> **DEINE AUFGABE**
Führe den Text über die Ferienzeit, das Smartphone und den Gang in den Wald weiter und knüpfe dabei direkt an seinen letzten Satz an.

Dienstag, 5. August in Deutschland. Gefühlt mindestens 80 % der Bevölkerung scheint in Ferien zu sein. Und die hier verbliebenen 20 %? Machen vielleicht-wahrscheinlich das, was die anderen 80 % irgendwo anders in der Welt auch tun: Den Kopf gebeugt halten, den Rücken rund machen, krampfhaft dieses kleine „fast alles könnende“ Gerät in der einen Hand halten und mit der anderen Hand zuckend oder wischend über die spiegelnde Fläche streichen.


Da kann sich ein kritischer Geist durchaus mal die Frage stellen? Warum fahren diese gefühlt 80 % in die Ferien? Wenn sie denn dort das Gleiche tun, wie zu Hause. Wegen der anderen Umgebung? Wegen der stärkeren und momentan auch wärmeren Sonne? Oder – und da fällt mir das Pareto-Prinzip, die 80/20-Regel ein? Kennst Du, oder? Hier ein Beispiel: 80 % der Aufgaben können mit 20 % des Einsatzes erledigt werden. Läuft. Funktioniert in der Ferienzeit, wenn man denn zu Hause bleibt, ganz gut – nicht wahr?


Ich hab‘ grad keine Idee, wie ich nun die 80/20 Regel mit dem heutigen Zitat auf meinem Kalender


Wandern ist eine Tätigkeit der Beine und ein Zustand der Seele

Josef Hofmiller


in einen sinnvollen Kontext bringe. Und genau deshalb verhalte ich mich jetzt wie eines der gefühlt 0,01 %, die dieses kleine Gerät einfach mal zeitweise ignorieren. Das Ding und ich lassen nun einfach mal voneinander. Stattdessen schnüre ich meine Schuhe und geh‘ in den Wald.

> **AUSGEWÄHLTE ZEILEN**
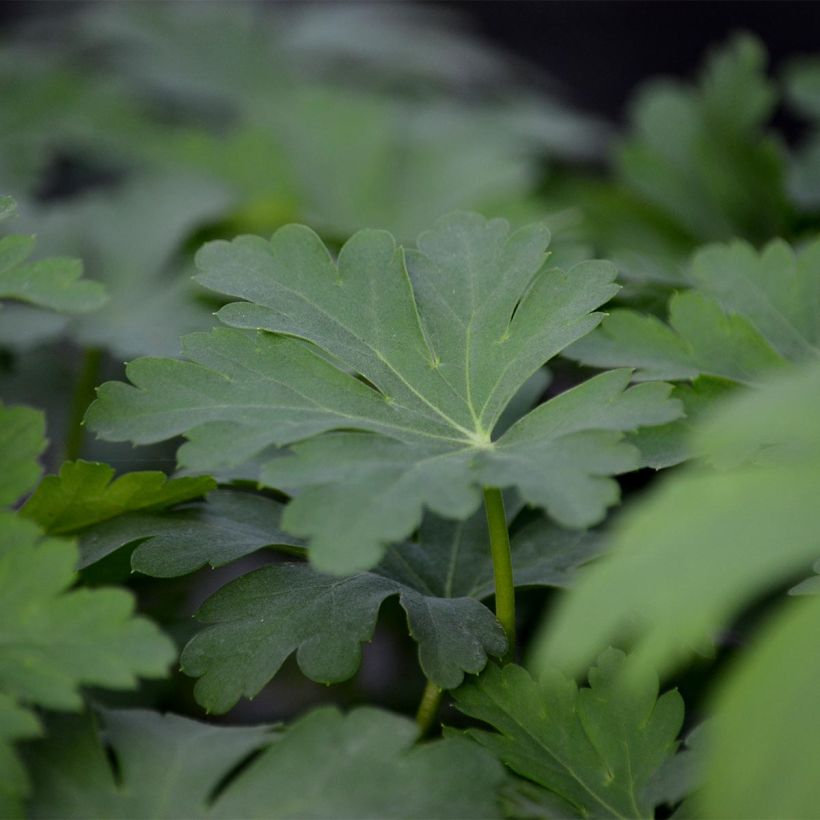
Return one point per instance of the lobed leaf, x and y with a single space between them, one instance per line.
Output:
255 622
720 537
54 283
86 493
597 748
325 765
765 739
441 352
22 440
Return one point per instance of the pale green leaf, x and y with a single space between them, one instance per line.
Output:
749 314
130 239
325 765
443 352
54 639
16 723
54 283
22 440
255 622
86 493
764 742
702 156
719 538
596 748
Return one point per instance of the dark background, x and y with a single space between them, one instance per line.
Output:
597 51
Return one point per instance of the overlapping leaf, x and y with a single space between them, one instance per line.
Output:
54 639
22 439
325 765
441 352
596 749
764 743
702 156
257 621
748 314
54 283
720 538
150 305
86 493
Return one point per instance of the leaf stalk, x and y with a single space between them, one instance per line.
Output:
502 566
428 707
83 396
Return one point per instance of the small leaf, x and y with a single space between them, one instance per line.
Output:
55 283
86 493
325 765
749 315
442 350
596 748
22 440
764 741
721 537
258 620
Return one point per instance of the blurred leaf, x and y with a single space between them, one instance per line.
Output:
417 433
597 748
325 765
258 620
764 742
701 155
85 493
130 238
54 283
720 538
22 440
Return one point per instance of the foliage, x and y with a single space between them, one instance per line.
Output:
596 748
440 364
368 384
54 639
172 766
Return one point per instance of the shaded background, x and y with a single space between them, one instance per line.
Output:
597 51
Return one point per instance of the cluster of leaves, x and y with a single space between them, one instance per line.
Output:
370 381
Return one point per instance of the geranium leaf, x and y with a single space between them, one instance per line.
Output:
22 440
152 299
596 748
255 622
755 737
750 313
54 283
325 765
441 351
755 526
86 493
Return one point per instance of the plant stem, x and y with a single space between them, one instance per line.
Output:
502 566
428 708
83 396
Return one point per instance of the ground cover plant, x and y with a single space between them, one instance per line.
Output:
466 455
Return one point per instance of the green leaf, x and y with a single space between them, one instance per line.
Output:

> **DEINE ANTWORT**
Mir ist nicht ganz klar, wann Frau von einem Spaziergang oder von einer Wanderung spricht. Handelt es sich schon um eine Wanderung, wenn Frau entsprechendes Schuhwerk trägt? Gut, mach’ ich ständig. Die festen Treter sind gut zu meinen Füßen. Wie auch immer: ich stapfe freudig los. Ganz schön duster heute früh um kurz vor sieben. Aber die Luft ist wunderbar klar, wie frisch gewaschen. Gut, regnet ja auch ständig. Nur gerade jetzt nicht. Im Wald tropft es von den Blättern. Und am Boden matscht es. Zum Glück habe ich die Schnürsenkel straff gebunden. Sonst würden meine Füße jetzt, nach nur wenigen Schritten, schon ohne Schuhe weiter rutschen. Na das fängt ja gut an. Kraftvoll aber doch vorsichtig ziehe ich mit beiden Armen den rechten Fuß aus der ihn umschlingenden Matschkule und hoffe auf etwas festeren Boden im Umfeld. Ah gut, das funktioniert. Mit einer leichten Drehung und erneuter Unterstützung durch die Arme entreiße ich mit einem lauten Schmatz dem Schlammloch mein zweites Bein samt Schuh. Puh, Glück gehabt. Nach nur wenigen Schritten schon die erste Prüfung des Tages gemeistert. Ok, denke ich, dieser Weg ist heute nicht meiner. Und biege ab. Auf einen breiten Versorgungsweg mit viel Schotter. Hier bin ich vor Schlamm einigermaßen sicher. Ist das da vorne, über den Weg beugen sich tiefgrüne Buchen und Eichen, ist das etwa Nebel? Jetzt, am 5. August? Je näher ich komme, umso klarer wird die Aussicht. Ist wohl doch nur Dunst. Zügig laufe ich weiter, bedauere, dass die ersten Brombeeren vertrocknet und die zweiten nun fast alle verschimmelt sind. Doch hin und wieder gelingt mir ein Glücksgriff: Eine süße, reife Frucht. Oder ’ne halbreife, saure. Aber manchmal auch: eine weiche, die stark an einen Schnaps erinnert. Die Abwechslung macht’s, auch beim Waldfrühstück.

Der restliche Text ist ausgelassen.